Legacy Assets Go to 'Bad Banks'
o Legacy assets will be pooled and place into a trust for securitization. The investments will be structured to match estimated incoming cash flow from legacy assets.
o Credit unions will be permitted to purchase the securities. This will not present a systemic risk to the industry, nor a credit risk for investing credit unions.
According to Fazio, the securities will be guaranteed by the NCUA, and the investments will be carefully structured so that incoming cash flow will service outgoing payments to investors. Approximately 70% of the securities will have floating rates tied to Libor, which matches terms on the underlying securities owned by credit unions, guaranteeing an orderly cash flow. The remaining 30% will have fixed rates.
"We're not expecting to ever have to make a guarantee payment," he said. The NCUA consulted with the Federal Reserve Bank, U.S. Treasury and bonds experts to estimate future performance, and Fazio said the agency is very confident in its figures. However, should the bonds perform worse than estimated, credit unions would have to fund the shortfall to fund investment payments.
Corporates that own legacy assets but weren't seized by NCUA, which include the $3 billion Southeast Corporate FCU, the $2.5 billion Systems United Corporate FCU, the $3.2 billion Corporate One FCU and others, were not included in the legacy assets plan.
Toxic assets from the five seized corporates address more than 90% of all legacy assets, and 98% of losses to the industry, Fazio said.
"It is vitally important to the resolution plan's success that the Treasury walk arm-in-arm with the NCUA board," he said.
Umholtz said he submitted a question during the NCUA's virtual town hall that was not answered regarding the Treasury's influence on NCUA board policy decisions and staff implementation of the resolution plan moving forward.

◆ **TASK REQUIREMENTS**
1. In the text on legacy assets, what share of the securities will have fixed rates?
2. Output the text on legacy assets between "Corporates that own" and "plan moving forward.", inclusive.
None of the material is needed.

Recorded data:
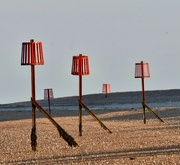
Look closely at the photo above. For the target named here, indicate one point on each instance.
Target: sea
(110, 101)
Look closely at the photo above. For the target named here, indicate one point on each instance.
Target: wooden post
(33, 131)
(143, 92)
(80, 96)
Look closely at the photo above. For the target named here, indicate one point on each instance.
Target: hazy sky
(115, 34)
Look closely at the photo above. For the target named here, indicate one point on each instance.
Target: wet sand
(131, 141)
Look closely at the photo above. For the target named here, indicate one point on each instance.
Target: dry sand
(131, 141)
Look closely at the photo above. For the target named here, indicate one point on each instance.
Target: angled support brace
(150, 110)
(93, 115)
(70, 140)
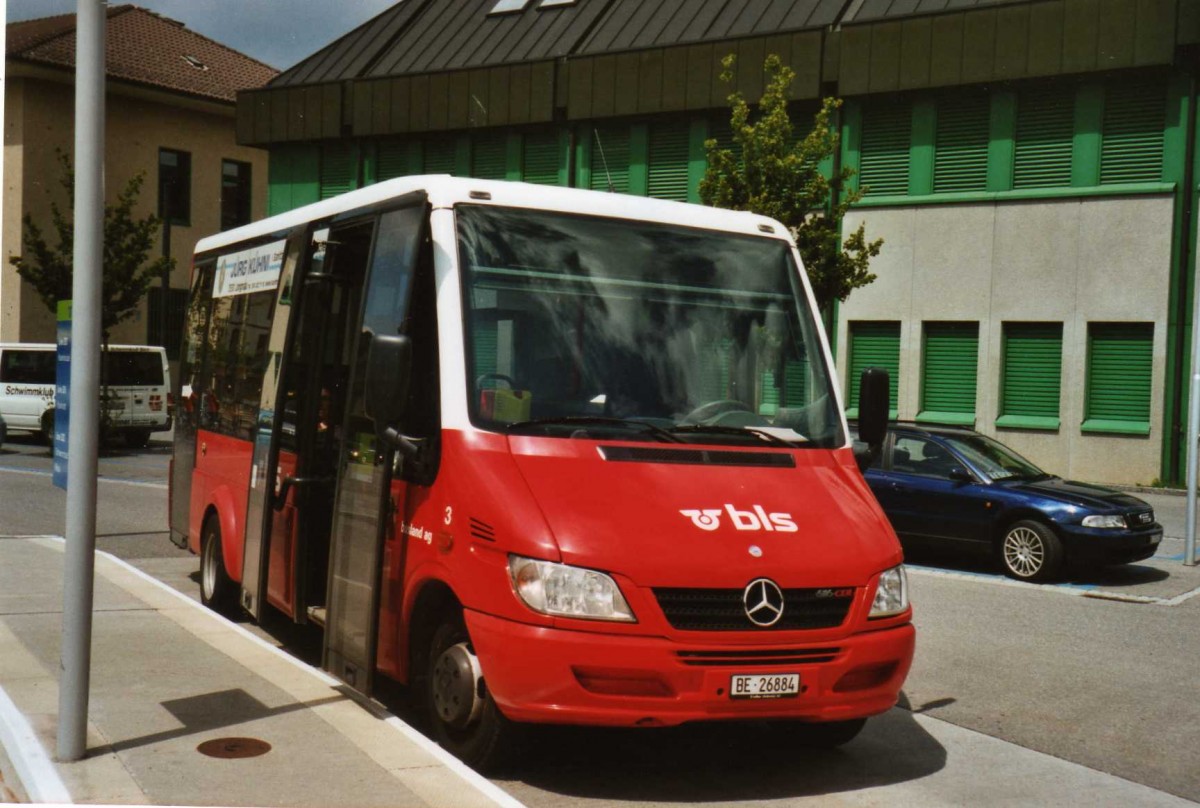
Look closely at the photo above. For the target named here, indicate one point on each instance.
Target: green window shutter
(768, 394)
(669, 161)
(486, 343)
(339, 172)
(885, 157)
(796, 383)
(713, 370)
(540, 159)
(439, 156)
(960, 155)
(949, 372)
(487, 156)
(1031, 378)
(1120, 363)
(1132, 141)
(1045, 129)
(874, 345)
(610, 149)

...

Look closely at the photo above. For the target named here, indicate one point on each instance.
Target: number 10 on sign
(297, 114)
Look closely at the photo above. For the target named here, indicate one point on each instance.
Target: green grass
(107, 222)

==

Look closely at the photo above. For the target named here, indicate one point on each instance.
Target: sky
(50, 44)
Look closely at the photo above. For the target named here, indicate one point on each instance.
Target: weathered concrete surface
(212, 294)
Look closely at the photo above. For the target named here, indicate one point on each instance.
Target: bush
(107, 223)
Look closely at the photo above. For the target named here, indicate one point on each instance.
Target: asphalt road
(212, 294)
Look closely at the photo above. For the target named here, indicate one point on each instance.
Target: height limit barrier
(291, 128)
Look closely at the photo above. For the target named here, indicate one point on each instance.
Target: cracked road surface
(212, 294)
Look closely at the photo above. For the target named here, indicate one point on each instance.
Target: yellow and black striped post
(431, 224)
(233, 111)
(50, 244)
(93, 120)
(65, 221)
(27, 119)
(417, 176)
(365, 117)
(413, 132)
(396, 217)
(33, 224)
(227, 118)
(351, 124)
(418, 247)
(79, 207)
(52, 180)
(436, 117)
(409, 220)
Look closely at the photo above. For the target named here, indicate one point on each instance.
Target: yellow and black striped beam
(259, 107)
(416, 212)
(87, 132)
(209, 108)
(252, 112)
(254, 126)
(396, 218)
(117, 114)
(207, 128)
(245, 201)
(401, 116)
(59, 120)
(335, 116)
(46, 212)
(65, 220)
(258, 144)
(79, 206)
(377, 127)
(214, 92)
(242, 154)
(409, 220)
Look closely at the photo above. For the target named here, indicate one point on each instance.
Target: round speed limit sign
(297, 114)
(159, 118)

◆ **RESPONSES PER TASK**
1. 30%

2.
Corporates that own legacy assets but weren't seized by NCUA, which include the $3 billion Southeast Corporate FCU, the $2.5 billion Systems United Corporate FCU, the $3.2 billion Corporate One FCU and others, were not included in the legacy assets plan.
Toxic assets from the five seized corporates address more than 90% of all legacy assets, and 98% of losses to the industry, Fazio said.
"It is vitally important to the resolution plan's success that the Treasury walk arm-in-arm with the NCUA board," he said.
Umholtz said he submitted a question during the NCUA's virtual town hall that was not answered regarding the Treasury's influence on NCUA board policy decisions and staff implementation of the resolution plan moving forward.